> _Travail demandé_:
A: D'après le texte sur les tests d'émissions, pourquoi est-il normal que les écarts mesurés selon le protocole de 2017 soient très élevés ? Répondez en une à trois phrases.
B: Reprenez le texte sur les tests d'émissions en le poursuivant à partir de sa dernière phrase.

> _Texte fourni_:
# # # # #

En effet, les résultats de ces tests sont prévisibles. Que montreront-ils ? Premièrement, qu’un véhicule pollue davantage en conditions réelles d’utilisation que pendant des tests en laboratoire. Une évidence. Deuxièmement, que la plupart des véhicules roulants en France et homologués Euro 5 et Euro 6b ne satisfont pas les critères de la future norme Euro 6c prévue pour 2017. Plutôt intuitif, encore une fois.

Des mesures déjà faites aux Etats-Unis et en Allemagne

Certes, l’étude commandée par le gouvernement mettra des chiffres sur ces écarts. Mais d’autres se sont déjà prêtés à l’exercice : l’ONG à l’origine du scandale Volkswagen, bien sûr, et plus récemment l’ADAC, l’association d’automobilistes allemande.

L’ADAC, dans son étude, a sélectionné des véhicules homologués Euro 5 et Euro 6b, puis les a soumis à la procédure de tests WLTP (Worldwide harmonized light vehicles test procedures). Il s’agit de la procédure qui doit remplacer à partir de 2017 les tests NEDC en vigueur depuis 1973.

Sans surprise, les résultats de l’étude ADAC montrent que la majorité des véhicules ne pourront pas continuer à être vendus tels quels une fois la nouvelle norme entrée en vigueur. Parmi les véhicules Euro 6 testés, l’étude de l’ADAC fait apparaître des “mauvais” élèves (Volvo S60 D4, Renault Espace Energy dCi160, Jeep Renegade 2.0 Multijet, Hyundai i20 CRDi, Fiat 500X 1.6 Multijet, entre autres) et des “bons”, comme la BMW X6 Xdrive30d, la Citroën C4 Blue HDi, la Mercedes V250d, la Peugeot 508 Blue HDi 150… et même la Skoda Superb 2.0 TDI équipée de la nouvelle génération de moteurs de Volkswagen !

Comparer l’incomparable

L’ADAC prend toutefois la peine de préciser sur son site Internet que ces mesures sont informatives et n’ont aucune validité juridique. Effectivement, il ne pourrait être reproché à un constructeur de n’avoir pas anticipé des normes qui n’existaient pas à l’époque, et qui ne sont encore pas tout à fait définitives aujourd’hui.

Il faut savoir que les constructeurs développent de nouvelles générations de leurs moteurs à chaque révision de la norme Euro. Etant donné que le protocole prévu pour la norme de 2017 sollicite beaucoup plus les moteurs que le cycle NEDC des normes précédentes, il est normal que les écarts soient très élevés.

Le Ministère de l’Ecologie devra donc porter une grande attention à la communication qui sera faite autour des résultats de ces tests. Car évaluer des produits en regard de protocoles et de législations auxquels ils n’étaient pas soumis à l’époque de leur commercialisation, ce n’est jamais facile à justifier. Si l’on cherche à mesurer les performances de plusieurs téléphones portables 3G en les soumettant au protocole 4G, par exemple, on obtient forcément un graphique montrant que tous les produits ne passent pas les tests. Dans le cas présent, si le gouvernement veut éviter de faire éclater un "scandale diesel", il lui faudra éviter de discréditer la quasi-totalité des véhicules roulant sur nos routes en annonçant qu’ils ne réussissent pas des tests volontairement très sévères.

# # # # #

> _Lignes de données_:
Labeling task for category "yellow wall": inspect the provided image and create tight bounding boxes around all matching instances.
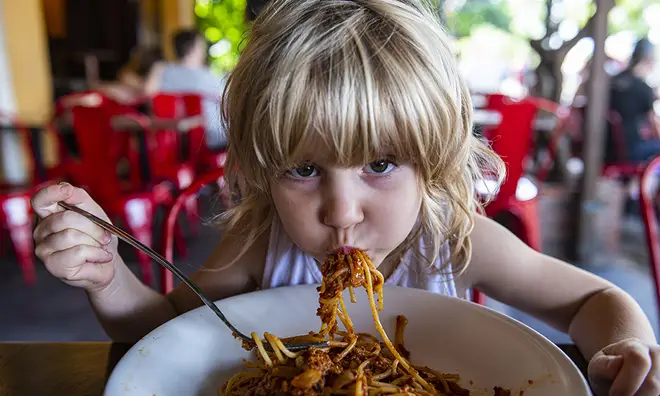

# # # # #

> _Liste des réponses_:
A: Le protocole prévu pour la norme de 2017 sollicite beaucoup plus les moteurs que le cycle NEDC des normes précédentes. De plus, les constructeurs développent de nouvelles générations de moteurs à chaque révision de la norme Euro.

B:
L’intérêt des tests réels

L’étude commandée par la Ministre a tout de même une vertu que celle de l’ADAC n’a pas : elle ne se limite pas aux tests en laboratoire, mais les complète avec des mesures en roulage réel. Les véhicules seront équipés de capteurs embarqués et effectueront un parcours sur le circuit de l’UTAC (Union technique de l’automobile, du motocycle et du cycle). Par cet aspect, les tests sont représentatifs des futures exigences de la norme Euro 6c, car la révision de 2017 prévoit ce type de tests appelés RDE (real driving emissions).

Comme le souligne le Ministère de l’Ecologie, cette combinaison entre tests en laboratoire et tests en conditions réelles permettra de mettre en évidence d’éventuelles tentatives de fraude. C’est le cas. Mais pourra-t-on aller plus loin que la suspicion ?

Le problème, c’est la validité des résultats de ces tests réalisés en conditions réelles. En ouvrant les tests à tous les automobilistes, les mesures seront forcément influencées négativement par certains véhicules ayant été très mal entretenus. Cela, les constructeurs auront tôt fait de le mettre en avant dans le cas où ils seraient mis en cause. Rappelons que Volkswagen avait pu retarder l’enquête des autorités américaines pendant de longs mois en invoquant des bugs et autres vices de procédures.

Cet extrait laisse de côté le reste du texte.